=== TEXT SECTION ===
________________

Assignment 2

Question 1

we have 2 links pre 2010 and after 2010, we combine them in one vector.

Code

library(tidyverse)

Warning: package 'tidyverse' was built under R version 4.3.2

Warning: package 'ggplot2' was built under R version 4.3.2

Warning: package 'tibble' was built under R version 4.3.2

Warning: package 'tidyr' was built under R version 4.3.2

Warning: package 'readr' was built under R version 4.3.2

Warning: package 'purrr' was built under R version 4.3.2

Warning: package 'dplyr' was built under R version 4.3.2

Warning: package 'stringr' was built under R version 4.3.2

Warning: package 'forcats' was built under R version 4.3.2

Warning: package 'lubridate' was built under R version 4.3.2

Code

library(stringr)
library(rvest)

Warning: package 'rvest' was built under R version 4.3.2

Code

library(ggplot2)
library(knitr)

Warning: package 'knitr' was built under R version 4.3.2

Code

library(reshape2)

Warning: package 'reshape2' was built under R version 4.3.2

Code

IMDB_1 <- "https://www.imdb.com/search/title/?title_type=feature&release_date=2010-01-01,2023-12-31&num_votes=2500,&country_of_origin=TR&count=250"

________________

=== SUPPLIED INFORMATION ===

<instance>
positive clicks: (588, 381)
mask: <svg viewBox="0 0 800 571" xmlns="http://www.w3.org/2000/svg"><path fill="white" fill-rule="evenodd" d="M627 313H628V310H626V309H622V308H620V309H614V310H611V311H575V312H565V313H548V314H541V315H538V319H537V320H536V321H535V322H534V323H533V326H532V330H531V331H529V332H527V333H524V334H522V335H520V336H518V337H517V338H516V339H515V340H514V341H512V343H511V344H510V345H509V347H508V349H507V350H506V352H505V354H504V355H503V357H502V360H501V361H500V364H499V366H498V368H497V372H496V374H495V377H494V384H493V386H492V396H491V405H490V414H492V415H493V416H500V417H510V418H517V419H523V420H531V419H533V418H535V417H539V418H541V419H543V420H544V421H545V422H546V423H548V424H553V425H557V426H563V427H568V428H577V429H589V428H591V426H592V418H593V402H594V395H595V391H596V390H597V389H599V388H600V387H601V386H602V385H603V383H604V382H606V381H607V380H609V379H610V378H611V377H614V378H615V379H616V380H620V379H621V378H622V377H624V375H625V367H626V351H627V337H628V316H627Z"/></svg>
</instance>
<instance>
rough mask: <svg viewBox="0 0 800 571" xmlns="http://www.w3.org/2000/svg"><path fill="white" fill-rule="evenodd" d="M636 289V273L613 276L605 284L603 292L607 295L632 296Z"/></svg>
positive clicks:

________________

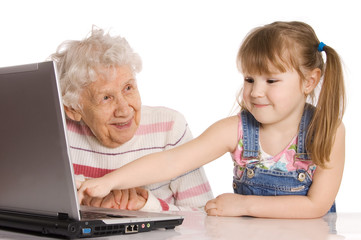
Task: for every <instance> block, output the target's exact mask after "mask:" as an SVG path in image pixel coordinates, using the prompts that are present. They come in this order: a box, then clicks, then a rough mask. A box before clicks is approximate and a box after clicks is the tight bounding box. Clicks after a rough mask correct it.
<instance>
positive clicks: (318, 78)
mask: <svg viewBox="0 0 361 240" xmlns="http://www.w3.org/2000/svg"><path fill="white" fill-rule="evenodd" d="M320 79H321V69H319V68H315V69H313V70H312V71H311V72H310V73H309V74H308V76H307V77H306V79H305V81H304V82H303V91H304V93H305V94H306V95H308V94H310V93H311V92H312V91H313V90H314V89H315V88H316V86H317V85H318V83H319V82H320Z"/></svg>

________________

=== PROBLEM SET ===
**a.** Answer these questions using the Assignment 2 text, one line each:
(i) How many links are combined into one vector?
(ii) Under which R version were the packages built, according to the warnings?
(iii) What value does country_of_origin take in the IMDB_1 URL?
**b.** For each statement, say yes or no depending on whether the Assignment 2 text agrees with it. Support each answer with the deciding words from the text, quoted.
(i) The IMDB_1 URL restricts release dates to 2010-01-01 through 2023-12-31.
(ii) Loading rvest produces no warning.
(iii) The IMDB_1 URL sets count to 100.

=== TASK RESPONSES ===
**a.**
(i) Two: one pre 2010 and one after 2010.
(ii) R version 4.3.2.
(iii) TR.

**b.**
(i) Yes: "release_date=2010-01-01,2023-12-31"
(ii) No: "Warning: package 'rvest' was built under R version 4.3.2"
(iii) No: "count=250"